--- Data records ---
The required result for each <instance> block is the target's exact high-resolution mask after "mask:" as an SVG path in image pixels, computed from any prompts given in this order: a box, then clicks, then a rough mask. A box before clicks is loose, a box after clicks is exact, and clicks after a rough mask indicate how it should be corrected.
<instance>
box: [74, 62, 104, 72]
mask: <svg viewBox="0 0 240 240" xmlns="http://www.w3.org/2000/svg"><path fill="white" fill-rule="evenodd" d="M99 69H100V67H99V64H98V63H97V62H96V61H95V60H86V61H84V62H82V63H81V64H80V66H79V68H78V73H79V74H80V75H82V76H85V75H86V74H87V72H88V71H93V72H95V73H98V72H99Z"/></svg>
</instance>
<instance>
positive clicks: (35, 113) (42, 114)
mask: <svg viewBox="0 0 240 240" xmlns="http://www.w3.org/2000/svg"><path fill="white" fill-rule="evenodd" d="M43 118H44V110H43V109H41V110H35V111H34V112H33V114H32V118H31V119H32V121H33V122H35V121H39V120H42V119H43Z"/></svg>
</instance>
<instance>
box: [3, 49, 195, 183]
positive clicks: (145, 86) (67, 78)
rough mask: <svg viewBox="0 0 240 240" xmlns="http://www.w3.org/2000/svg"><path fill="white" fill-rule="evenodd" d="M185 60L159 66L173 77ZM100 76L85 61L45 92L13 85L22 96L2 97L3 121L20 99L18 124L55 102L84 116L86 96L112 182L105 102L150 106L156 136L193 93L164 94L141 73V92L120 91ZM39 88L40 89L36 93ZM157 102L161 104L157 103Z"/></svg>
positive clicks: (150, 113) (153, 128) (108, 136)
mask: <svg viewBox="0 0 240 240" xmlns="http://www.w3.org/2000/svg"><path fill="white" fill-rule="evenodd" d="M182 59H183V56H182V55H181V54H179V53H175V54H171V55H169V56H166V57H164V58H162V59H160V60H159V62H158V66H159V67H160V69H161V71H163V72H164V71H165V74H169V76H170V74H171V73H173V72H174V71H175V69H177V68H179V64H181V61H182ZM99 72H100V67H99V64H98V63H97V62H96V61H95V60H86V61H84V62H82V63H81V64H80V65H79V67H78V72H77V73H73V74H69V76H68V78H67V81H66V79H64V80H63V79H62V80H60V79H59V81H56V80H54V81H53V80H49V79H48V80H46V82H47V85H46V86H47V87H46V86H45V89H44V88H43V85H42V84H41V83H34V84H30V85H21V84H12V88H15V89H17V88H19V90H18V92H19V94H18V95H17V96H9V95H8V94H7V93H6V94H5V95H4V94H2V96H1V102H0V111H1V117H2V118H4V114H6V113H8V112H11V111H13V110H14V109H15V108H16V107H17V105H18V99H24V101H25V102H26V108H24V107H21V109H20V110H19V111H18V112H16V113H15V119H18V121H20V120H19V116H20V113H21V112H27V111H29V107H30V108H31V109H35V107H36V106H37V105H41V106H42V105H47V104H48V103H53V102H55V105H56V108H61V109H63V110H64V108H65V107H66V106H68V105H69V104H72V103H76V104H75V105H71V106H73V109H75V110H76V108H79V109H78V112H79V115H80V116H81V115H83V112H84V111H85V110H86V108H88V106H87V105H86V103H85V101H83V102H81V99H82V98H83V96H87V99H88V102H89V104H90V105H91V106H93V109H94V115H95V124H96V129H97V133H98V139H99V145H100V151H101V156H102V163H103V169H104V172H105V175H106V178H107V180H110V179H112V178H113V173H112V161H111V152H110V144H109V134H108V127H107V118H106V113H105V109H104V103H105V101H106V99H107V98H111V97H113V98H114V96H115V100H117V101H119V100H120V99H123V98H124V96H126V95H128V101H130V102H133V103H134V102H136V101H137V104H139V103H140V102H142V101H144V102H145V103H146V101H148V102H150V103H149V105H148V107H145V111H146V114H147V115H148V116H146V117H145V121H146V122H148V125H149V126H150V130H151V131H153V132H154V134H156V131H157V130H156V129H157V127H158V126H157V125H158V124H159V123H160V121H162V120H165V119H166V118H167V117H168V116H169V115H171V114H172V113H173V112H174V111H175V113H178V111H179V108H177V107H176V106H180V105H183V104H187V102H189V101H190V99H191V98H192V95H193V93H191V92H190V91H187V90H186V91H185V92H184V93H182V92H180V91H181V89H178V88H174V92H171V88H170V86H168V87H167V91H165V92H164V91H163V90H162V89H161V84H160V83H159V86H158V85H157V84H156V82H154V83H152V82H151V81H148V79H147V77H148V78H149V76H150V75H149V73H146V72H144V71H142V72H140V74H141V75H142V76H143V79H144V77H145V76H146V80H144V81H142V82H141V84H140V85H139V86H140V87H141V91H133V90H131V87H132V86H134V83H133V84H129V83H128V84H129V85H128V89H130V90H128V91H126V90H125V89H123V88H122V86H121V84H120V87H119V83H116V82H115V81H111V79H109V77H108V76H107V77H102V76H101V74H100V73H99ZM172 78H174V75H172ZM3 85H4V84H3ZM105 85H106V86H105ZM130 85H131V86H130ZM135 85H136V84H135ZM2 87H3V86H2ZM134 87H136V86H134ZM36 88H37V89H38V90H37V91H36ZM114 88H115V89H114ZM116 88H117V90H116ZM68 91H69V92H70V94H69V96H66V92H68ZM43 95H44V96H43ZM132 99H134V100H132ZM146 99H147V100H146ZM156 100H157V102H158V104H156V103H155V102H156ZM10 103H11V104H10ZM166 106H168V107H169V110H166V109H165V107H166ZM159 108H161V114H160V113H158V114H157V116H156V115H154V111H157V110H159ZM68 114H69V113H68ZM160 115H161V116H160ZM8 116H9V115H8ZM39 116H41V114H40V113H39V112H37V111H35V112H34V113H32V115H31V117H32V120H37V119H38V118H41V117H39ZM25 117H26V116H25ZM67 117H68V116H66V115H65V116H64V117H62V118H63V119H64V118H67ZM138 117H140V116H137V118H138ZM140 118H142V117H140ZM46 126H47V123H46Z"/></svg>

--- Exercise instructions ---
Nothing may be dropped or altered; repeat every record in full.

--- Solution for this problem ---
The required result for each <instance> block is the target's exact high-resolution mask after "mask:" as an SVG path in image pixels, computed from any prompts given in this order: a box, then clicks, then a rough mask. A box before clicks is loose, a box after clicks is exact, and clicks after a rough mask indicate how it should be corrected.
<instance>
box: [74, 62, 104, 72]
mask: <svg viewBox="0 0 240 240" xmlns="http://www.w3.org/2000/svg"><path fill="white" fill-rule="evenodd" d="M99 69H100V67H99V64H98V63H97V62H96V61H95V60H86V61H84V62H82V63H81V64H80V66H79V68H78V73H79V74H80V75H82V76H85V75H86V74H87V72H88V71H93V72H95V73H98V72H99Z"/></svg>
</instance>
<instance>
positive clicks: (35, 113) (42, 114)
mask: <svg viewBox="0 0 240 240" xmlns="http://www.w3.org/2000/svg"><path fill="white" fill-rule="evenodd" d="M43 118H44V110H43V109H41V110H35V111H34V112H33V114H32V118H31V119H32V121H33V122H35V121H39V120H42V119H43Z"/></svg>
</instance>
<instance>
box: [3, 49, 195, 183]
positive clicks: (145, 86) (67, 78)
rough mask: <svg viewBox="0 0 240 240" xmlns="http://www.w3.org/2000/svg"><path fill="white" fill-rule="evenodd" d="M185 60L159 66L173 77ZM100 76L85 61L45 92L13 85L22 96L2 97L3 121L20 99L18 124L55 102L84 116L86 96L112 182L105 102L150 106L156 136L193 93L164 94L141 73V92L120 91ZM39 88L40 89L36 93ZM157 102L161 104L157 103Z"/></svg>
positive clicks: (150, 113) (153, 128) (108, 136)
mask: <svg viewBox="0 0 240 240" xmlns="http://www.w3.org/2000/svg"><path fill="white" fill-rule="evenodd" d="M182 59H183V56H182V55H181V54H179V53H175V54H171V55H169V56H166V57H164V58H162V59H160V60H159V62H158V66H159V67H160V69H161V71H163V72H164V71H165V74H169V76H170V74H171V73H173V72H174V71H175V69H177V68H179V64H181V61H182ZM99 72H100V67H99V64H98V63H97V62H96V61H95V60H86V61H84V62H82V63H81V64H80V65H79V67H78V72H77V73H73V74H69V76H68V78H67V81H66V79H64V80H63V79H62V80H60V79H59V81H56V80H54V81H53V80H49V79H48V80H46V82H47V85H46V86H47V87H46V86H45V89H44V88H43V85H42V84H41V83H34V84H30V85H21V84H12V88H15V89H17V88H19V90H18V92H19V94H18V95H17V96H9V95H8V94H7V93H6V94H5V95H4V94H2V96H1V102H0V111H1V117H2V118H4V114H6V113H8V112H11V111H13V110H14V109H15V108H16V107H17V105H18V99H24V101H25V102H26V108H24V107H21V109H20V110H19V111H18V112H16V113H15V119H18V121H20V120H19V116H20V113H21V112H27V111H29V107H30V108H31V109H35V107H36V106H37V105H41V106H42V105H47V104H48V103H53V102H55V105H56V108H61V109H63V110H64V108H65V107H66V106H68V105H69V104H72V103H76V104H75V105H71V106H73V109H75V110H76V108H79V109H78V112H79V115H80V116H81V115H83V112H84V111H85V110H86V108H88V106H87V105H86V103H85V101H83V102H81V99H82V98H83V96H87V99H88V102H89V104H90V105H91V106H93V109H94V115H95V124H96V129H97V133H98V139H99V145H100V151H101V156H102V163H103V169H104V172H105V175H106V178H107V180H110V179H112V178H113V173H112V161H111V152H110V144H109V134H108V127H107V118H106V113H105V109H104V103H105V101H106V99H107V98H111V97H113V98H114V96H115V100H117V101H119V100H120V99H123V98H124V96H126V95H128V101H130V102H133V103H134V102H136V101H137V104H139V103H140V102H142V101H144V102H145V103H146V101H148V102H150V103H149V105H148V107H145V111H146V114H147V115H148V116H146V117H145V121H146V122H148V125H149V126H150V130H151V131H153V132H154V134H156V131H157V130H156V129H157V127H158V126H157V125H158V124H159V123H160V121H162V120H165V119H166V118H167V117H168V116H169V115H171V114H172V113H173V112H174V111H175V113H178V111H179V108H177V107H176V106H180V105H183V104H187V102H189V101H190V99H191V98H192V95H193V93H191V92H190V91H187V90H186V91H185V92H184V93H182V92H180V91H181V89H178V88H174V92H171V88H170V86H168V87H167V91H165V92H164V91H163V90H162V89H161V84H160V83H159V86H158V85H157V84H156V82H154V83H152V82H151V81H148V79H147V77H148V78H149V76H150V75H149V73H146V72H144V71H142V72H140V74H141V75H142V76H143V79H144V77H145V76H146V80H144V81H142V82H141V84H140V85H139V86H140V87H141V91H133V90H131V87H132V86H134V83H133V84H129V83H128V84H129V85H128V89H130V90H128V91H126V90H125V89H123V88H122V86H121V84H120V87H119V83H116V82H115V81H111V79H109V77H108V76H107V77H102V76H101V74H100V73H99ZM172 78H174V75H172ZM3 85H4V84H3ZM105 85H106V86H105ZM130 85H131V86H130ZM135 85H136V84H135ZM2 87H3V86H2ZM134 87H136V86H134ZM36 88H37V89H38V90H37V91H36ZM114 88H115V89H114ZM116 88H117V90H116ZM68 91H69V92H70V94H69V96H66V92H68ZM43 95H44V96H43ZM132 99H134V100H132ZM146 99H147V100H146ZM156 100H157V102H158V104H156V103H155V102H156ZM10 103H11V104H10ZM166 106H168V107H169V110H166V109H165V107H166ZM159 108H161V114H160V113H158V114H157V116H156V115H154V111H157V110H159ZM68 114H69V113H68ZM160 115H161V116H160ZM8 116H9V115H8ZM39 116H41V114H40V113H39V112H37V111H35V112H34V113H32V115H31V117H32V120H37V119H38V118H41V117H39ZM25 117H26V116H25ZM67 117H68V116H66V115H65V116H64V117H62V118H63V119H64V118H67ZM138 117H140V116H137V118H138ZM140 118H142V117H140ZM46 126H47V123H46Z"/></svg>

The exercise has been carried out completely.